• [EXERCISE DETAILS]
Reproduce each line of the following material exactly, omitting the images.
+++ PROVIDED DATA
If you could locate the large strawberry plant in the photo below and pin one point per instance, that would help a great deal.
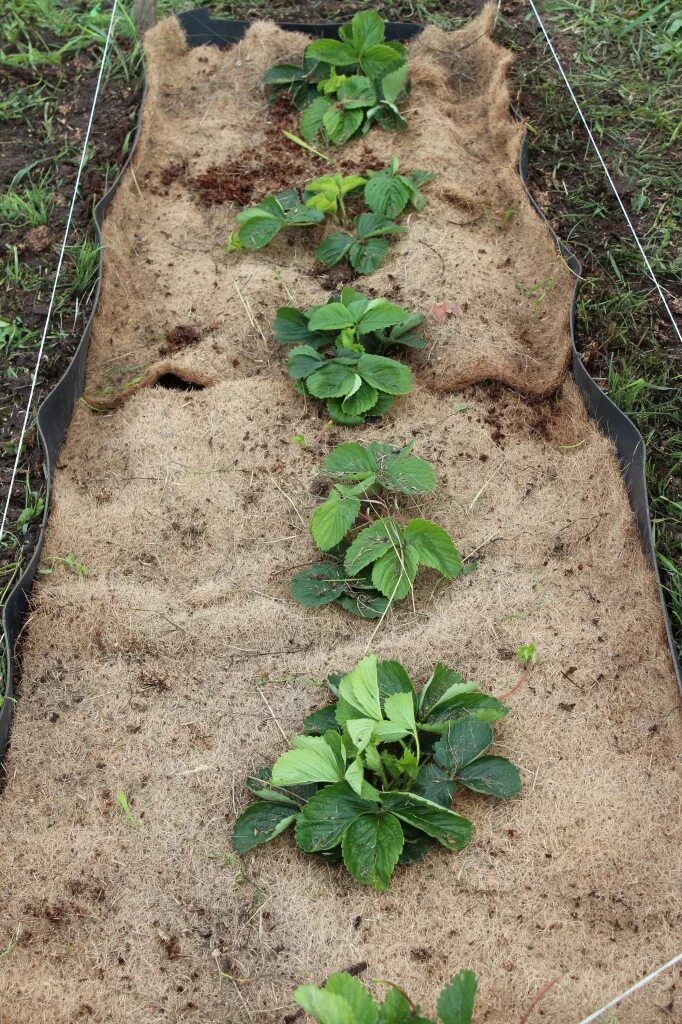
(337, 354)
(372, 780)
(374, 551)
(342, 999)
(344, 86)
++++++
• [YOUR RESPONSE]
If you could locate the large strawberry plant in the photo below and pin one point per instance, that would help a great deal.
(337, 354)
(372, 780)
(374, 551)
(342, 999)
(344, 86)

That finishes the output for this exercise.